Source: Economist’s View
Date: October 11, 2006.
We’re truly fortunate to have Joseph Stiglitz’s responses to readers’ questions today.

I sent Professor Stiglitz nine representative questions and asked him to answer five or six. He answered them all - thoroughly...

Q. Since the beginning, economics has sought to perfect “economic well-being” as in, lay down the conditions to maximize well-being and explain faltering well-being. What does this well-being entail? There should be a definition of economic well-being that functions independently of capitalist or socialist classifications. Would you care to explain your definition of the one entity that guides all economic theories: “economic well-being”? Himanshu Kothari United States

A. There is no simple measure of economic well-being, and unfortunately, the standard measure, gross domestic product per capita, is misleading. This is important, because...if we try to “maximize” the wrong thing, there can be serious adverse consequences. I stress the importance of equitable and sustainable development and growth. GDP can be going up, yet most individuals can be worse off (as has been happening in the United States during the past 5 years).

Similarly, GDP can be going up, yet standards of living going down, as the environment becomes degraded...When I was chairman of the Council of Economic Advisers, I pushed for the use of Green GDP, where account is taken both of the depletion of natural resources and the degradation of the environment. ...

Neither will growth be sustained if it is based on borrowing—when debt is used to finance consumption, not investment. ... Today, many are worried about America, whose growth is based on borrowing more than $3 billion a day from abroad.

GDP may be a misleading measure for another reason: it measures the value of what is produced in the country, not the income of the citizens of the country. When a developing country opens up a mine, with low royalties, most of the value of what is produced may accrue to the foreign owners; and when account is taken of the environmental degradation and resource depletion, the country may actually be worse off.

Q. What I find difficult to imagine is why a “superior authority,” such as the government or an international organization, would be able to regulate/decide what is the best trading strategy for any given country/region/community. Why shouldn’t we let the free market forces determine what is the best for the world? What is your opinion on the issue on free worldwide market forces vs. regulation? Guillermo Bona Switzerland

A. Adam Smith, the father of modern economics, is often cited as arguing for the “invisible hand” and free markets: firms... But unlike his followers, Adam Smith was aware of some of the limitations of free markets, and research since then has further clarified why free markets, by themselves, often do not lead to what is best...[T]he reason that the invisible hand often seems invisible is that it is often not there.

Whenever there are “externalities”... markets will not work well. Some of the important instances have been long understood—environmental externalities. Markets, by themselves, will produce too much pollution. Markets, by themselves, will also produce too little basic research...

But recent research has shown that these externalities are pervasive, whenever there is imperfect information or imperfect risk markets—that is always. Government plays an important role in banking and securities regulation, and a host of other areas: some regulation is required to make markets work. Government is needed, almost all would agree, at a minimum to enforce contracts and property rights.

The real debate today is about finding the right balance between the market and government (and the third “sector”—non-governmental non-profit organizations.) Both are needed. They can each complement each other. This balance will differ from time to time and place to place.

** Data entries **
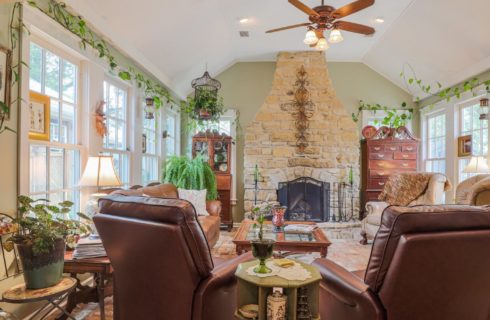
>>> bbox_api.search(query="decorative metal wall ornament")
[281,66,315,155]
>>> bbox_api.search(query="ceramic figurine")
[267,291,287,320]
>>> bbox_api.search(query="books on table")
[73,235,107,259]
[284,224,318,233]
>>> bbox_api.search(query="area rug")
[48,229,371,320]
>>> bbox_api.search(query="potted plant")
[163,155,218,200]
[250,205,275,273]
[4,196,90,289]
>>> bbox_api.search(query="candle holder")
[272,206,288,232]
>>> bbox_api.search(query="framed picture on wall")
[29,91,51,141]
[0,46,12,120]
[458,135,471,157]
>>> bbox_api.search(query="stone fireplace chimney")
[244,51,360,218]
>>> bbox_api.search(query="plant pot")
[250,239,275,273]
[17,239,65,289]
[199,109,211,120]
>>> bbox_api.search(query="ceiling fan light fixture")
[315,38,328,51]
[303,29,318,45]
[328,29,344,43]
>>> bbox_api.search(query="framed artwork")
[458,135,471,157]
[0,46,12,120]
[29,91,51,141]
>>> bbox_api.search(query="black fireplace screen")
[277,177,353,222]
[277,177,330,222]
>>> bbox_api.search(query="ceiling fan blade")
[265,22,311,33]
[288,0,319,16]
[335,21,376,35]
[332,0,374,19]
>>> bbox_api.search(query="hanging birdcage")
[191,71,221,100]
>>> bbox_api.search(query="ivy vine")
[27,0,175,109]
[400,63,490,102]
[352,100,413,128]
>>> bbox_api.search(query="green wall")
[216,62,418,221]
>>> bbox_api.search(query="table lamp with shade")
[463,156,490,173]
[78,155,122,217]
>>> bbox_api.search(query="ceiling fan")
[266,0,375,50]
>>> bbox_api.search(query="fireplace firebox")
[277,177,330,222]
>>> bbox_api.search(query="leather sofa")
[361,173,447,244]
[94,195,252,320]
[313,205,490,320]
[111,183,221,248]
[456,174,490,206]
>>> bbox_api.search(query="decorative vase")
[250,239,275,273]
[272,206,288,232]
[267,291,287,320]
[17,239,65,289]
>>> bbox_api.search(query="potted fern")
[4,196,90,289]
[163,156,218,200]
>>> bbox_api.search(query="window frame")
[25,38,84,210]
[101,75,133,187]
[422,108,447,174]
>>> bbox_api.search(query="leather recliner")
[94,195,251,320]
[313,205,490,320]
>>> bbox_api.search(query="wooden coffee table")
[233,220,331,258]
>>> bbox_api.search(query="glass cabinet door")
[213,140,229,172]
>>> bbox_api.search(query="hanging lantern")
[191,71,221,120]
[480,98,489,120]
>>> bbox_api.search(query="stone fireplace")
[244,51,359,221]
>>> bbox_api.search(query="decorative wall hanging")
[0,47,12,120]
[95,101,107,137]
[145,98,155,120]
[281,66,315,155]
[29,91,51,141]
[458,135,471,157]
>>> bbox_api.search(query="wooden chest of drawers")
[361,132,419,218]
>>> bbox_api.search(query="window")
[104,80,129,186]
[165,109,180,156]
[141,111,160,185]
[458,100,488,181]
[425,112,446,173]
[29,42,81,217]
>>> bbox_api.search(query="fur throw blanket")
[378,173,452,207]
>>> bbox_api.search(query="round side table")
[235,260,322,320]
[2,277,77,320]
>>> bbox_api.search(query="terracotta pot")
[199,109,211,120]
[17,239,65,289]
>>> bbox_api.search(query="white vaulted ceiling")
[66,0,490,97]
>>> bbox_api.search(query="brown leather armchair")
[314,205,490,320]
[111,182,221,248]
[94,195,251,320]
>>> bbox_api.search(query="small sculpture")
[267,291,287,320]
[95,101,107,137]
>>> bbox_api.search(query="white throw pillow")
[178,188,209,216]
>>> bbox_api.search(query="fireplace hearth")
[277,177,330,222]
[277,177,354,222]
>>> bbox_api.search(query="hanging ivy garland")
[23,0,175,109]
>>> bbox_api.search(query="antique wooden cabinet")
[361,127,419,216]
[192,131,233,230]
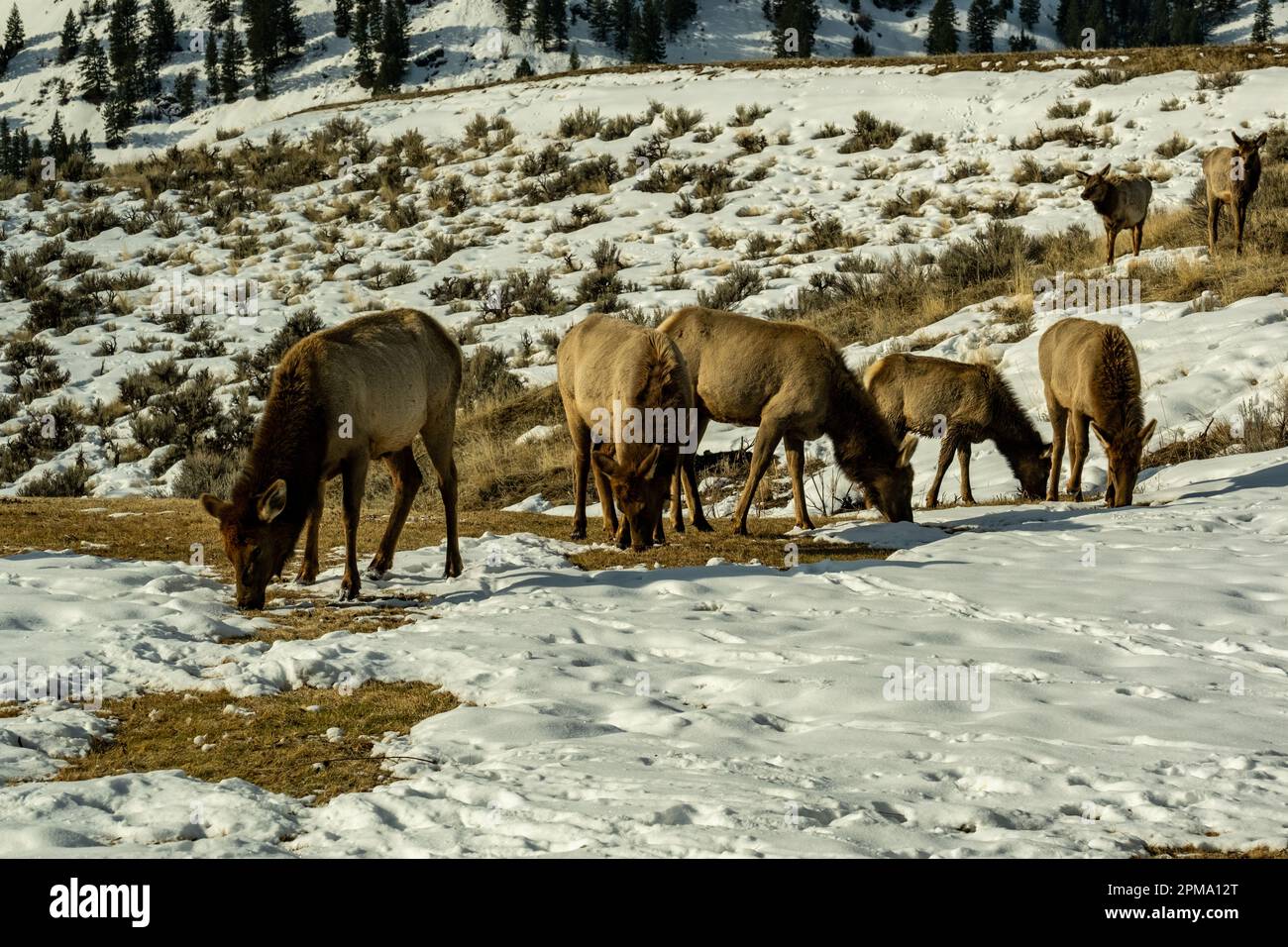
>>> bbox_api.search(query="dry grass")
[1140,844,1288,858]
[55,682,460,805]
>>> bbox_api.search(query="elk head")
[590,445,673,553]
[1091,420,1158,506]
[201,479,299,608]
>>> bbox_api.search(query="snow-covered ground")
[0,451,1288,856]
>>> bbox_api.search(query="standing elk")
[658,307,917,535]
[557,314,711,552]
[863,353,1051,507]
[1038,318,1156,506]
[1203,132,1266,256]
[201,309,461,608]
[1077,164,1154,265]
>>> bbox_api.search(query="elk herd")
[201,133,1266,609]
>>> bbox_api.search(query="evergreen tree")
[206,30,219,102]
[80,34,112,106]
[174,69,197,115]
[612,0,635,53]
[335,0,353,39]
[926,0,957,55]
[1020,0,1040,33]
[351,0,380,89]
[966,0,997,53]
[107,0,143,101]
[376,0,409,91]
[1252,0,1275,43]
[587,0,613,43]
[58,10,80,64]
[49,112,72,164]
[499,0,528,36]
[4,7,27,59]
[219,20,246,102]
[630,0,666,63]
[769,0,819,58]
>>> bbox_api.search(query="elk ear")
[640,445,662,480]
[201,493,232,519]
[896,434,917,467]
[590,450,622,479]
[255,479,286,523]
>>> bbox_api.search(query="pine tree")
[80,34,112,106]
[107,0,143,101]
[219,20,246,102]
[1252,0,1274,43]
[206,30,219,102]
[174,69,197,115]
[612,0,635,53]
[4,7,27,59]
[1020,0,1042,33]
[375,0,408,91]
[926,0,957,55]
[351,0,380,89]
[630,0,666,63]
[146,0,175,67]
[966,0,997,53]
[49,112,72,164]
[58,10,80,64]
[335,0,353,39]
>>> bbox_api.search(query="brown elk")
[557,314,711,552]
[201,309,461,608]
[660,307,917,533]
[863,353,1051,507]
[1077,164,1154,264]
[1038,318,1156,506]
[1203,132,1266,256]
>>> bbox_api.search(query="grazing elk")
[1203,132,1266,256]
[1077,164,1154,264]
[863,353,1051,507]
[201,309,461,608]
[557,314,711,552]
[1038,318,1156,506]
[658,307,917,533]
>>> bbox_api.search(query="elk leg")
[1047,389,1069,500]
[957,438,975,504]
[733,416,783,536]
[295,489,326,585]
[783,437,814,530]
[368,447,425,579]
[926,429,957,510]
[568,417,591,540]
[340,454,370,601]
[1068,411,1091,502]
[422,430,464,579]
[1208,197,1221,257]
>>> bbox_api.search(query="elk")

---

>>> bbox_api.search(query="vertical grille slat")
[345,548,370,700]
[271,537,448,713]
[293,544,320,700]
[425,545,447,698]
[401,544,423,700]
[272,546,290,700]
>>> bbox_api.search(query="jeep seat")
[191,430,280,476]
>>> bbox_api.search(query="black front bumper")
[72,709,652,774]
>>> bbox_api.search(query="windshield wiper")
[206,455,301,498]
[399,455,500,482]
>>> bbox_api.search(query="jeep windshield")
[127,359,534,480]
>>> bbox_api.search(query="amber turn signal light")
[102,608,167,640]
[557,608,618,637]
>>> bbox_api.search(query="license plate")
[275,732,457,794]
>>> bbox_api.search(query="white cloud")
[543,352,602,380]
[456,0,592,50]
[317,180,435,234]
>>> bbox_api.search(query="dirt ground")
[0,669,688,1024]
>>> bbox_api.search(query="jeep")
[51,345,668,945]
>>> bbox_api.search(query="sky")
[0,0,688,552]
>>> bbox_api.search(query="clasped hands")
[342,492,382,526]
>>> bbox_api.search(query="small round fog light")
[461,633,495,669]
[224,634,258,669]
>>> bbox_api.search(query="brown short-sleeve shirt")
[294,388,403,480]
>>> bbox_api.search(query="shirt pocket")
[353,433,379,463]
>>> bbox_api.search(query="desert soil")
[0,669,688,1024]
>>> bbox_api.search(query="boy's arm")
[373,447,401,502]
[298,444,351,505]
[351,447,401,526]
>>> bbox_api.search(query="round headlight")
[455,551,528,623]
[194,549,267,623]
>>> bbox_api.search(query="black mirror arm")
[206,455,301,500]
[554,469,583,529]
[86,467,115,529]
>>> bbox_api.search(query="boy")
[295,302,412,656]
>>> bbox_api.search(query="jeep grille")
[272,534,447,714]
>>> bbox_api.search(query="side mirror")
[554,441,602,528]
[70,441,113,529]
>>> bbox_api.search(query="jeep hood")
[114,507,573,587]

** Your instructions **
Extend the Stiglitz reader Q&A on economics, picking up right after its last paragraph.

** Response to this task **
Q. What is the future of globalization where there is an increasingly greater disproportion between the movements of capital and goods and that of people? Nabil El Aid El Othmani Morocco

A. This disparity in the liberalization of capital and labor is a major problem. Enormous energy has been focused on facilitating the flows of investment and capital, while movements of labor remain highly restricted. This is so, even though the gains to global economic efficiency from liberalizing labor flows are an order of magnitude greater than the gains from liberalizing capital flows. Indeed, liberalizing movements of short term speculative capital has been associated with increased instability, but does not bring enhanced economic growth...

This disparity has large distributional consequences. Because capital can move easily, it threatens to leave a country if it is taxed, or if wages are not tamed, or worker benefits are not cut. The disparity in liberalization is one of the reasons for the growing inequality in incomes that have marked most countries around the world. It is one of the reasons that even when globalization has brought increases in GDP, it has led to the lowering of incomes of many workers.

There is a risk that unless globalization can be made more fair, so that there are more winners and fewer losers, there may well be a back lash. We should remember that globalization is not inevitable...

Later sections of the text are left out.